Each time a line of the listing holds "clicks", copy that line.

_ _ _

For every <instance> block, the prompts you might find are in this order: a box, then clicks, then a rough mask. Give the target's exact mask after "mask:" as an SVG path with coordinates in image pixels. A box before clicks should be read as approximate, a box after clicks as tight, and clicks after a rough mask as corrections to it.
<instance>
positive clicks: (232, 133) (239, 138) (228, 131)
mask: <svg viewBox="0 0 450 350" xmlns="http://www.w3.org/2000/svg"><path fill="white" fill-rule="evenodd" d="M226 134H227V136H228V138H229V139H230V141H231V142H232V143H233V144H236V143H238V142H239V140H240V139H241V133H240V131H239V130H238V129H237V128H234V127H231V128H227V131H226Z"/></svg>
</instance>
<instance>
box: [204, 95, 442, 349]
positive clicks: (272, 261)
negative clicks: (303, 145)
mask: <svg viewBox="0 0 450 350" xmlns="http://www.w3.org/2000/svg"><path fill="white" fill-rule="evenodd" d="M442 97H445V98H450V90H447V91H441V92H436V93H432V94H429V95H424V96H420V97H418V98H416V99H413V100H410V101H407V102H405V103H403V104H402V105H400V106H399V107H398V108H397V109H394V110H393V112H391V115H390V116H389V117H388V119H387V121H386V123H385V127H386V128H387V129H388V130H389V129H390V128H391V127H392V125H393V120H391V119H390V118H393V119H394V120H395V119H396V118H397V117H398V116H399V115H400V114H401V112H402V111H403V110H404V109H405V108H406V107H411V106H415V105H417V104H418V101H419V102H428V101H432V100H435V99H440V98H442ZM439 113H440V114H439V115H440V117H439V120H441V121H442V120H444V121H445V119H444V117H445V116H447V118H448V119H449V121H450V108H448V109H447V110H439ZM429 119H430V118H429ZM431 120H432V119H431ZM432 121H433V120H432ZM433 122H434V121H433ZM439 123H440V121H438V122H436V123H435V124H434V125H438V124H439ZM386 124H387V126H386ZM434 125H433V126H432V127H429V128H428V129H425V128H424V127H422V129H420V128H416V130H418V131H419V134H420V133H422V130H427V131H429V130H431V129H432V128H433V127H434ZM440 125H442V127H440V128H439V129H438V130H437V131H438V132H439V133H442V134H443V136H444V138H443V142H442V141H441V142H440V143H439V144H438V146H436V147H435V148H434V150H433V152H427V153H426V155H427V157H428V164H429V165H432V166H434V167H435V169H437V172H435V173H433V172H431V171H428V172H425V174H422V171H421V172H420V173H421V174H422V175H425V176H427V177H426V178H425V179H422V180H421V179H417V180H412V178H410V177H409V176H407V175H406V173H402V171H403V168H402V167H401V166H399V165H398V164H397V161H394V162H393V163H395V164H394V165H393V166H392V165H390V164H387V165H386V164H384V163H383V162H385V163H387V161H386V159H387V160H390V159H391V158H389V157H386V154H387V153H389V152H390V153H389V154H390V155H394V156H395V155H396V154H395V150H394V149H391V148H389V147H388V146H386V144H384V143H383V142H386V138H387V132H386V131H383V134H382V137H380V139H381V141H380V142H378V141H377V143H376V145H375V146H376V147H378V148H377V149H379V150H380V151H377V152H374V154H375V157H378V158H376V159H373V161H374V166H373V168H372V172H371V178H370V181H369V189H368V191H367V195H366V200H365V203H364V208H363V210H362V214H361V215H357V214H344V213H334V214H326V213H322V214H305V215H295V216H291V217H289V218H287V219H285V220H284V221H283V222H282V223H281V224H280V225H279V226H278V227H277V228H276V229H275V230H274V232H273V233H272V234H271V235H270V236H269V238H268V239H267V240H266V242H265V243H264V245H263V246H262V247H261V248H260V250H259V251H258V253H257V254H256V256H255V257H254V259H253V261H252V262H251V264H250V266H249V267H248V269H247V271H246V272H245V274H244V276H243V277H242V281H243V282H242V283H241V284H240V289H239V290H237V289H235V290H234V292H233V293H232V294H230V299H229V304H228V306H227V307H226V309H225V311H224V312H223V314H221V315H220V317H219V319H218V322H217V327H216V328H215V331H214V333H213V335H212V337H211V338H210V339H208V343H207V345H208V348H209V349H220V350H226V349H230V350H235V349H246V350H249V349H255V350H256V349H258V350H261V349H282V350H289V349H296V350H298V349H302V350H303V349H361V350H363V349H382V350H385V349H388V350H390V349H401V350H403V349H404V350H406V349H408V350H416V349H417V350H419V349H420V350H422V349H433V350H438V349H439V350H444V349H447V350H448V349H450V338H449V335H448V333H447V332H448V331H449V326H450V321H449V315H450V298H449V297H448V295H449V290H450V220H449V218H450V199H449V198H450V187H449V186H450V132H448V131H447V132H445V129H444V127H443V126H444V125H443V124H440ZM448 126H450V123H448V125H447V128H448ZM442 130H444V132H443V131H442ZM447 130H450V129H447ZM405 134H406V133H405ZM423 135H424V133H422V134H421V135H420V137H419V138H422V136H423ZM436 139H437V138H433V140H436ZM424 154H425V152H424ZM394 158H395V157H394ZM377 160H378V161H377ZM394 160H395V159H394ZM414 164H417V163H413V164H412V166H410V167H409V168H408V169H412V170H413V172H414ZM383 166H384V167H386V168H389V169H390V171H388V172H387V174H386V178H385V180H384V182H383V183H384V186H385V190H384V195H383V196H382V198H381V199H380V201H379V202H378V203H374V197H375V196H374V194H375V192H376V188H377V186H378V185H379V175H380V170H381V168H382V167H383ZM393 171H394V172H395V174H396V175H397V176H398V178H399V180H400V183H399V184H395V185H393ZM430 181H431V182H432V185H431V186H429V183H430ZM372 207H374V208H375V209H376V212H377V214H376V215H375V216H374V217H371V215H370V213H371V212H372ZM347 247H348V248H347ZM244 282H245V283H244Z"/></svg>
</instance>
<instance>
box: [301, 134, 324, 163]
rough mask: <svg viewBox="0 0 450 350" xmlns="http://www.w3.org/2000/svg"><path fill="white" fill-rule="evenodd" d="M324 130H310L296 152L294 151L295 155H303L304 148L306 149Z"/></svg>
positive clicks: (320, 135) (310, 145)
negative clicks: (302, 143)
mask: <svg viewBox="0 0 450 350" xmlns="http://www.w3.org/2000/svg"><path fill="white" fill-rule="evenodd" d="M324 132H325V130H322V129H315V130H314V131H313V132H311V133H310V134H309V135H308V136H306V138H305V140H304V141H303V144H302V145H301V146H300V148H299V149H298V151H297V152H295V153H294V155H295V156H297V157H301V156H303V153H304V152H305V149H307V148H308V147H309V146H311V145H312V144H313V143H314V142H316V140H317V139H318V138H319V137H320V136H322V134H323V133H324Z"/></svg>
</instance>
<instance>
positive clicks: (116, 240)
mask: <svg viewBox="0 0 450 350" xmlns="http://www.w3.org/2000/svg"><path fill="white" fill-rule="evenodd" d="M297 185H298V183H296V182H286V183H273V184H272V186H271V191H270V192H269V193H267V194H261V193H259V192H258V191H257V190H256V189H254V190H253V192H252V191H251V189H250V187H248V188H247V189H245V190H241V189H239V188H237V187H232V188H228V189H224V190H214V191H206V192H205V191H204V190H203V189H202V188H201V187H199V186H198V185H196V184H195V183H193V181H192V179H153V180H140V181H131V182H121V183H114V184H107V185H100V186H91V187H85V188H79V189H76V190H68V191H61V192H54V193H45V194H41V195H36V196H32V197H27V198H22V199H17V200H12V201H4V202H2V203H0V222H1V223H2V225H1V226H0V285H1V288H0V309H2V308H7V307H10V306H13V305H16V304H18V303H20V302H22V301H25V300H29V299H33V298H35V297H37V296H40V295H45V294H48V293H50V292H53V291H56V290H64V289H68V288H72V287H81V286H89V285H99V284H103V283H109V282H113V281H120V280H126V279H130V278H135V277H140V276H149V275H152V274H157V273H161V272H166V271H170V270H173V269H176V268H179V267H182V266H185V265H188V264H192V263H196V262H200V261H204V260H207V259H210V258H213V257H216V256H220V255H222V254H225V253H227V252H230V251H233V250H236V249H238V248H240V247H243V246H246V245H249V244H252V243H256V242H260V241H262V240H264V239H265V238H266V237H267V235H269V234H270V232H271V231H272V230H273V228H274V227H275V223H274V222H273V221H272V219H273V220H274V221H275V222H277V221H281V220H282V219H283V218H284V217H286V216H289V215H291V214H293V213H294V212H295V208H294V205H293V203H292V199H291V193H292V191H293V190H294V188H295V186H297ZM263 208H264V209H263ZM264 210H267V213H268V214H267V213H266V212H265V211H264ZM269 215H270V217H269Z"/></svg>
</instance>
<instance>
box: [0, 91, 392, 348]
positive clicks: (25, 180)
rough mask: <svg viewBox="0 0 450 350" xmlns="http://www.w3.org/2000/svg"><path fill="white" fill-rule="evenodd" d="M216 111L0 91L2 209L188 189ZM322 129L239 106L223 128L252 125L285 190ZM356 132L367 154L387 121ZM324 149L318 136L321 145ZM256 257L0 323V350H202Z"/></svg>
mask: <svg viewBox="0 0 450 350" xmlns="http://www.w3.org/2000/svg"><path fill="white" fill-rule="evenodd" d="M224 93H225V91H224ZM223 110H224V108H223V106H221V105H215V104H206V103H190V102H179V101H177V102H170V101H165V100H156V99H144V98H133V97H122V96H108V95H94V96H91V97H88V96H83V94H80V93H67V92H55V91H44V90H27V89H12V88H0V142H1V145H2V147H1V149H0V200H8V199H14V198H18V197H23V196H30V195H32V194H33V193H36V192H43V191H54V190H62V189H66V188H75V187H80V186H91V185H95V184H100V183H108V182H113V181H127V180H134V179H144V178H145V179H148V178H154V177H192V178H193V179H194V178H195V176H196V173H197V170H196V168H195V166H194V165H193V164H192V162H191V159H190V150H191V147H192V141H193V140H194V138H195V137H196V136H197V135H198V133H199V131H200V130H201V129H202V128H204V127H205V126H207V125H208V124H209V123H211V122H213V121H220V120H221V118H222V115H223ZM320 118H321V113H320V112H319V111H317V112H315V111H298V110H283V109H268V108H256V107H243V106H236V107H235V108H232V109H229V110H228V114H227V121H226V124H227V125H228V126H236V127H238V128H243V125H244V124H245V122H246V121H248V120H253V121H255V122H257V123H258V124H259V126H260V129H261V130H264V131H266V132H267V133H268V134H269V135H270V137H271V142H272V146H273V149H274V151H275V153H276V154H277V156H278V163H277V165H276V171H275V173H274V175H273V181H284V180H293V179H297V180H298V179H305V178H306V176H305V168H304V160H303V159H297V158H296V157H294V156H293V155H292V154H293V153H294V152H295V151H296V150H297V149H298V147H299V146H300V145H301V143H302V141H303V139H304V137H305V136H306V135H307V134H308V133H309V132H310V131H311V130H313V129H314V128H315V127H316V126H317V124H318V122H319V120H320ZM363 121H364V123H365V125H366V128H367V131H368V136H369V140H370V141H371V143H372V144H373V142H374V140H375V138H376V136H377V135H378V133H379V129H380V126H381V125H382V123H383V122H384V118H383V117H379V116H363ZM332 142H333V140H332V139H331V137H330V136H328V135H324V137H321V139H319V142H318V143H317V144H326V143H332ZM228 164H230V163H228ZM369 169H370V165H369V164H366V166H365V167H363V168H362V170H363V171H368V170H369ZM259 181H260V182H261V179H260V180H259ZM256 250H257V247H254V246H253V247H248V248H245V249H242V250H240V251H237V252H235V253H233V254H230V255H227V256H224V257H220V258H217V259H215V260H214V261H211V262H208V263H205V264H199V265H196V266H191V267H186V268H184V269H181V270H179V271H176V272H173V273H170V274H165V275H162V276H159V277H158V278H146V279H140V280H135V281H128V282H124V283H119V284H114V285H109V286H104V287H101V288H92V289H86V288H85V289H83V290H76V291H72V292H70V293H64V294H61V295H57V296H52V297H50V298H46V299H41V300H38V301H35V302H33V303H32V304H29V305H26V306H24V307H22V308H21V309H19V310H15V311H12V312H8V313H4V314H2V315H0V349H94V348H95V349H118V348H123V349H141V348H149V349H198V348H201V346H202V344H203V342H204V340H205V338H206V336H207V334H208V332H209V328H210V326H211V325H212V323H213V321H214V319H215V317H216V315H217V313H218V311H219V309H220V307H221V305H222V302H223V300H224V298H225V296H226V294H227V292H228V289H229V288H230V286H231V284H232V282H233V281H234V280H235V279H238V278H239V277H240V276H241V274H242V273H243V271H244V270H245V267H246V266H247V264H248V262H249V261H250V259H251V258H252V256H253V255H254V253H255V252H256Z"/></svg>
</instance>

_ _ _

* _WRITTEN SOLUTION_
For every <instance> block, the prompts you might find are in this order: a box, then clicks, then a rough mask. Give the target's exact mask after "mask:" as an SVG path with coordinates in image pixels. A box before clicks should be read as approximate, a box after clicks as tight, and clicks after a rough mask as corrections to it.
positive clicks: (232, 133) (239, 138) (228, 131)
positive clicks: (272, 261)
negative clicks: (303, 145)
positive clicks: (320, 135) (310, 145)
negative clicks: (302, 143)
positive clicks: (116, 240)
positive clicks: (25, 180)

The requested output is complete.